● To do
Render the stretch of the material from the line containing "[Batch spec] Target class: cut" through the line containing "[[28, 52, 37, 104]]" as a Markdown table with the columns Row and Line, numbering each line and omitting any blank lines.

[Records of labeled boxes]
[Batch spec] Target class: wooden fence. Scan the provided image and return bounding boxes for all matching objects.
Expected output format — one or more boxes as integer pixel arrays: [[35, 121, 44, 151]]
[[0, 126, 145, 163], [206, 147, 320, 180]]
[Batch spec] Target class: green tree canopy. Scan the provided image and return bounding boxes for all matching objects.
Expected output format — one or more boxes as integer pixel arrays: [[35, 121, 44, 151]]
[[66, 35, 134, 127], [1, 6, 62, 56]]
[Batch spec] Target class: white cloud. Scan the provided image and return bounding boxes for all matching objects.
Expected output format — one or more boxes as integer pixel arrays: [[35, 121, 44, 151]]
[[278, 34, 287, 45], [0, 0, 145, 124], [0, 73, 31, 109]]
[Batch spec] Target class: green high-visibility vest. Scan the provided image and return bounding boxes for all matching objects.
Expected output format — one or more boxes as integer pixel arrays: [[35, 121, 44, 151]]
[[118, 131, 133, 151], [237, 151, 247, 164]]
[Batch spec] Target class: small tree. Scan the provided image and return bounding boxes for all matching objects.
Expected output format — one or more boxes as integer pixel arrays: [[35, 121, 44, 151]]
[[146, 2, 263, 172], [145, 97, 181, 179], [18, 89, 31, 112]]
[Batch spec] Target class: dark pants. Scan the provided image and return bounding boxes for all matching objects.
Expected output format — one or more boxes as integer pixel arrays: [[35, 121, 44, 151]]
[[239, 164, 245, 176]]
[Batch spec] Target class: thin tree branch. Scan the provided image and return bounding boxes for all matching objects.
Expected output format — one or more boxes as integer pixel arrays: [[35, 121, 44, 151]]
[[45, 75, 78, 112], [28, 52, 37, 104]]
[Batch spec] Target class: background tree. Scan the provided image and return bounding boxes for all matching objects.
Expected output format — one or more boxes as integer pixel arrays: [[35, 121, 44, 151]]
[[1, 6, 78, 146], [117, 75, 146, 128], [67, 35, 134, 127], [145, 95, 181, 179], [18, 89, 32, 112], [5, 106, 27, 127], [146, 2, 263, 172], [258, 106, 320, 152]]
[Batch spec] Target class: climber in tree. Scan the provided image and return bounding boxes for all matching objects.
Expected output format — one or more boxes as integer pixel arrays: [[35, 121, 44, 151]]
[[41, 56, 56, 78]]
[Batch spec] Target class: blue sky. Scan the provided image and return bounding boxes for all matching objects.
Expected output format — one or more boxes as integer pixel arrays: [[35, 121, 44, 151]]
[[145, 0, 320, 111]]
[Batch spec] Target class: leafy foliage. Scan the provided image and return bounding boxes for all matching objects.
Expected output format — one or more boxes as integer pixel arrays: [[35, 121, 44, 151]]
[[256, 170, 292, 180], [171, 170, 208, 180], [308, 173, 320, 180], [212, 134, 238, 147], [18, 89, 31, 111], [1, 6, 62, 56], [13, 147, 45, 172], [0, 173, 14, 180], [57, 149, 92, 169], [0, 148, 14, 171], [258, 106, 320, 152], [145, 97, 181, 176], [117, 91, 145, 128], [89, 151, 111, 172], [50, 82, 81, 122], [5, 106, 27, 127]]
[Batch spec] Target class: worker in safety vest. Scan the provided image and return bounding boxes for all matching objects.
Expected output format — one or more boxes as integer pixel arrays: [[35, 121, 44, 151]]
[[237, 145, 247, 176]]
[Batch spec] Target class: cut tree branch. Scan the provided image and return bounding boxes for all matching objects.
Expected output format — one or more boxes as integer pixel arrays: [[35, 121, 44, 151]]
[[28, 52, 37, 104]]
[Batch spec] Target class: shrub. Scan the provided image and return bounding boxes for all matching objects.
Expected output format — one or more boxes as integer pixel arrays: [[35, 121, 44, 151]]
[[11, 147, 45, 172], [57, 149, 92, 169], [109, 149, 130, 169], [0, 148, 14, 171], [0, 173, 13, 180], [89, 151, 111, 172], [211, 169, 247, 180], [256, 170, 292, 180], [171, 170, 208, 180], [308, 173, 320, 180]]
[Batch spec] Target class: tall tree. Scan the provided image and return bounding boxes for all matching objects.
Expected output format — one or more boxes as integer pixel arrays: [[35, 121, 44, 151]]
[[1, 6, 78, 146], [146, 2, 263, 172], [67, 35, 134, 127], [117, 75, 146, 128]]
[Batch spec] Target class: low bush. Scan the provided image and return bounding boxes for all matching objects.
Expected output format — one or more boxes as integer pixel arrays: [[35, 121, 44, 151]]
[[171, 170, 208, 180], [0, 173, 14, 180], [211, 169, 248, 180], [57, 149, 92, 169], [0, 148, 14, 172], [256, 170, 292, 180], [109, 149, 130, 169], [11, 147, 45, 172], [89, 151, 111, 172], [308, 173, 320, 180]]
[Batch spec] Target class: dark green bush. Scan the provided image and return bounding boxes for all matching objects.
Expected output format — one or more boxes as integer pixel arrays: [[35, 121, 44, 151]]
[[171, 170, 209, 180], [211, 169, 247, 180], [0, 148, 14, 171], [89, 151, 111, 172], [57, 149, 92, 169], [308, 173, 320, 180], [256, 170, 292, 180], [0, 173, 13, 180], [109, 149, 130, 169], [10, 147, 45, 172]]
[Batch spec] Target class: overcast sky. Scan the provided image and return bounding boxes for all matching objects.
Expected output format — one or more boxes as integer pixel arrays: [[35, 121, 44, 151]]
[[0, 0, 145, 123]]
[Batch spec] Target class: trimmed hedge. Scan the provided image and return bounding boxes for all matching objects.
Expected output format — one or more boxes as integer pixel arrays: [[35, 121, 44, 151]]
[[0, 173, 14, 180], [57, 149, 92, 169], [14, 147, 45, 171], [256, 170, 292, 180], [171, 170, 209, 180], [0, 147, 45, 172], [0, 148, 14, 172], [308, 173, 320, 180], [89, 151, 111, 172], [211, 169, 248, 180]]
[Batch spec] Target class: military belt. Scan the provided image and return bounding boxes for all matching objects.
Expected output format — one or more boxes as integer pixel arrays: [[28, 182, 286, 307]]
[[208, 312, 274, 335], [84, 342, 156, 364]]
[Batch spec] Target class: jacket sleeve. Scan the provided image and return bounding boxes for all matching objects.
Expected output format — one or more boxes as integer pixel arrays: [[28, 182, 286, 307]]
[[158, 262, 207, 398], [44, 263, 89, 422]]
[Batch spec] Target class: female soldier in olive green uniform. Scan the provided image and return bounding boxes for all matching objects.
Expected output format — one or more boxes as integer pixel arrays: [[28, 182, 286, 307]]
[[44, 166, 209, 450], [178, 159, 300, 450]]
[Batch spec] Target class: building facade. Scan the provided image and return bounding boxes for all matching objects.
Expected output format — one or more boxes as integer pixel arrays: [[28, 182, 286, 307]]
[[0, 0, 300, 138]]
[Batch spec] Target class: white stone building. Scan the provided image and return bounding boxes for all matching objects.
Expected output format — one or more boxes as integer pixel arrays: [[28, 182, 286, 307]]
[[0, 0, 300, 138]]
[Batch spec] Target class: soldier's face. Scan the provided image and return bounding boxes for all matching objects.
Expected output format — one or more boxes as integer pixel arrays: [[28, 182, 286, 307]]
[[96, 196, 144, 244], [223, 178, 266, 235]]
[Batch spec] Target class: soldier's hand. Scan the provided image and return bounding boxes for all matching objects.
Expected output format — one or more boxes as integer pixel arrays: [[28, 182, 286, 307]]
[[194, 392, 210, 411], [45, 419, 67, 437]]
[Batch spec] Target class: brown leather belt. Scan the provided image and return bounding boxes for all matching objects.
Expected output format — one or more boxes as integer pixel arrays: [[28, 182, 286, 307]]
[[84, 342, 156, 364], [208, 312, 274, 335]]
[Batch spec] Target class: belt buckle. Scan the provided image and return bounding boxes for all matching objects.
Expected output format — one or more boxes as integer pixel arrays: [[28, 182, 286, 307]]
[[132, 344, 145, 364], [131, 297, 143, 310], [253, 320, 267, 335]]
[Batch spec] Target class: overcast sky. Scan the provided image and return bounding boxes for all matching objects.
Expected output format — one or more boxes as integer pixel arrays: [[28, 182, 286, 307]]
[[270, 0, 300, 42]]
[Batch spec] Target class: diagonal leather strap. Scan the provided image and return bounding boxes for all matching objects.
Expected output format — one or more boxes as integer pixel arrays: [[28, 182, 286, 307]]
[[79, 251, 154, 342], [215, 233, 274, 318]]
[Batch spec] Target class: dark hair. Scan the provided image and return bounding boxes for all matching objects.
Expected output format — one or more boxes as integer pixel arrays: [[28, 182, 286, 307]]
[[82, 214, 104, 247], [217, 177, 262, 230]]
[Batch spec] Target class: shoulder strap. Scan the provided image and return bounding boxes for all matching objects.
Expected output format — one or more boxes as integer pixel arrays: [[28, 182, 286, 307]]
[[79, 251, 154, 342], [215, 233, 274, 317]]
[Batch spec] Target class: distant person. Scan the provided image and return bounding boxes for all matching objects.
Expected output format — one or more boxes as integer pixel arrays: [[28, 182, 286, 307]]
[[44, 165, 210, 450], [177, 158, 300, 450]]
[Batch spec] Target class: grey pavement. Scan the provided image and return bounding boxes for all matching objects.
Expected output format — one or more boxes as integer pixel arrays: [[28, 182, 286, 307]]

● Result
| Row | Line |
|---|---|
| 1 | [Batch spec] Target class: cut tree branch. Scan the provided image and return bounding boxes for all matching objects. |
| 2 | Expected output format — one or more boxes as integer pixel arrays: [[35, 121, 44, 151]] |
| 3 | [[28, 52, 37, 104]] |